* **EXERCISE DESCRIPTION**:
Each line of the data that mentions the string "boot" needs to be identified and copied.

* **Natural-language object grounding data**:

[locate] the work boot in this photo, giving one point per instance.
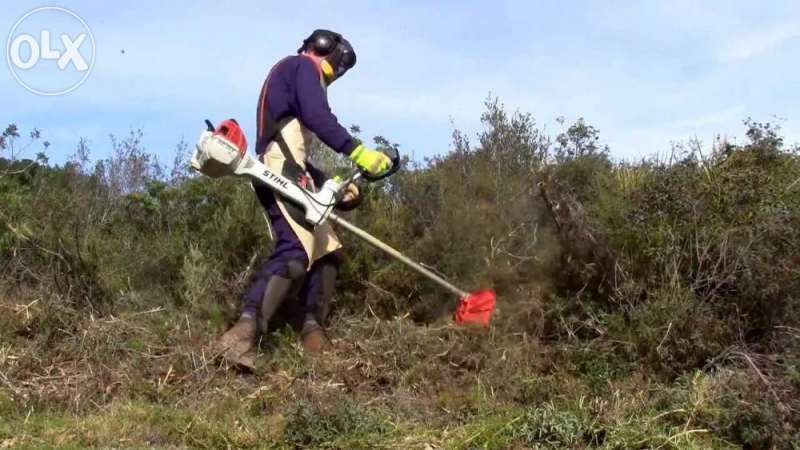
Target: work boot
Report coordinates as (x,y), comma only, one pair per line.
(313,337)
(236,344)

* **SOLUTION TO THE EXERCISE**:
[locate] the work boot in this photo, giving one point per instance.
Target: work boot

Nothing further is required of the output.